- **Verilen metin**:
◆ ◆ ◆

Günümüz Türkiye'sinde kömür ve makarna yardımı yetmez oldu. Bu kadar ucuza, dağlardan büyük kutular, kasalar, arsalar, araziler, adalar, önlerine yatmalar, arkaları çiğnetmeler, rezillikler görmezden gelinemiyordu.
Mevcut yardım kalemleri yetmedi, yardımlar üzerinden yardım kalemleri çıkarıldı, sadece Türkiye'de değil tüm dünyada...  Mesela ŞNT adı altında, yoksullukla 35 liralık mücadele kampanyaları düzenlediler. Toplumu önünde havuç dolaştırılan eşeğe dönüştürdüler. Skinner'ın 'ödül mekanizması' oldu sana bir ucube.
Başı biraz sıkışana verdiler yardımı, verdiler yardımı... Zafer Yılmaz, 2011 yılında bir doktora tezi yazdı konuyla ilgili: 'Yoksulluk ve Belirsizlik: Yoksulluğun Yönetimi ve Sosyal Sorunun Kuruluşu'... Mustafa Koçancı, 'Türkiye'de Sosyal Konut Politikalarıyla Yoksulluğun Yönetimi' isimli doktora tezini hazırlamak için gittiği Van ve Konya illerinde, geçen sene, çocuklar ölüyordu soğuktan, zatürreden ve yoksullar için yapılan konutların yarısından fazlasının iki ilde de bomboş durduğunu söylüyordu.
Yardımlar yoksulluğu yönetilebilir düzeyde tutuyordu. Böylece yoksulluktan kaynaklanan sorunlar dikey değişikliklere mahal verecek kadar büyümüyor, bireysel trajediler olarak 'vah vahlanıp' geçiştiriliyordu.
Çünkü AKP'nin referansı ne Türk vatandaşlığı ne de Müslüman olmaktı. Tek referans secdeye, daha doğrusu aynı secdeye baş koymaktı.

◆ ◆ ◆

- **Tamamlanacak işler**:
1. Yoksulluk yardımlarıyla ilgili metne göre yardımlar yoksulluğu hangi düzeyde tutuyordu?
2. Yoksulluk yardımlarını ele alan metni son cümlesinden sonra sürdürün.

◆ ◆ ◆

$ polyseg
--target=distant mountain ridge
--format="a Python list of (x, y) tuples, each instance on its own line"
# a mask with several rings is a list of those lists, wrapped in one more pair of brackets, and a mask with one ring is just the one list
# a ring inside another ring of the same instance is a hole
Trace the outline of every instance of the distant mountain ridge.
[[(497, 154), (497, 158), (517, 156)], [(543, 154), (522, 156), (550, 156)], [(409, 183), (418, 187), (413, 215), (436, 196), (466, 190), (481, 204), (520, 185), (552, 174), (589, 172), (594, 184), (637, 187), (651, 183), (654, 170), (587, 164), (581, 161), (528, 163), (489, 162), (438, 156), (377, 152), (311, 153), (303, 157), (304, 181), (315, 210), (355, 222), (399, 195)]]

◆ ◆ ◆

- **Çıktılar**:
1. Yönetilebilir düzeyde.

2.
Geçtiğimiz yıl yaptığımız bir Van seyahatinde tesadüfen karşılaştığımız Vali Bey anlatıyordu, 'Kızın biri yardım diye telefon konturu' istemiş kendilerinden...
Yardım 'icat' etme konusunda 'en birinci' olan AKP, iki yıl kadar önce, Eros'luk görevini, 'Evlilik Yardımı' diye yeni bir yardım tipiyle ortaya atmış ve yeni evlenenlere 10 bin TL para vermeye kalkmıştı.
10 lira yardımı duyanlar geldi, sineklerden hızlı.

Mesela bu yardımı almak için Diyarbakır Bağlar'daki iki amcadan biri karısını boşayıp, kumasıyla evlenince bu paraya alıp alamayacağını sordu; diğeri de şu an kendi babasıyla resmi nikahı olan kendi karısının, babasından boşanıp kendisiyle evlenmesi halinde ne kadar alabileceğini sorunca birtakım yetkililer sanırım 'Ulan ne yapıyoruz biz' diyerek bu yardım tipini hayata geçmeden durdurdular.
AKP'nin en büyük hobisidir ne de olsa toplumun genleriyle oynamak. Yardım dağıtacağız diye yardımlaşmanın ve dayanışmanın genleriyle oynadılar.
Bir toplum mühendisliği yapılsaydı ve 'Türkiye'deki insanlar nasıl bu kadar onursuzlaştırılır?' sorusuna cevap aransaydı ancak bu işler yapılırdı.

*

Yardım kalemleri öyle bir arttı, öyle bir arttı ki bu 12 yılda; neredeyse her konuda, yardım verilmeye başlandı. 
Bunun için bütçesi şu an en yüksek olan 8. Bakanlık, 2011 yılında Aile ve Sosyal Politikalar Bakanlığı olarak kuruldu. Bu bakanlığın çalışmalarına yakından bakıldığında, kişilerin yoksulluktan kalıcı olarak kurtulmalarına imkan verecek tek bir çalışma yürütülmediğini tek bir istisnayla söylemek mümkün. Tüm dert daha çok yardım vermek ve yardım dağıtmak. Bakanlığın tümünün tamamen 'destek'ler üzerine yoğunlaştığı faaliyet raporlarında çok açık görülmekte...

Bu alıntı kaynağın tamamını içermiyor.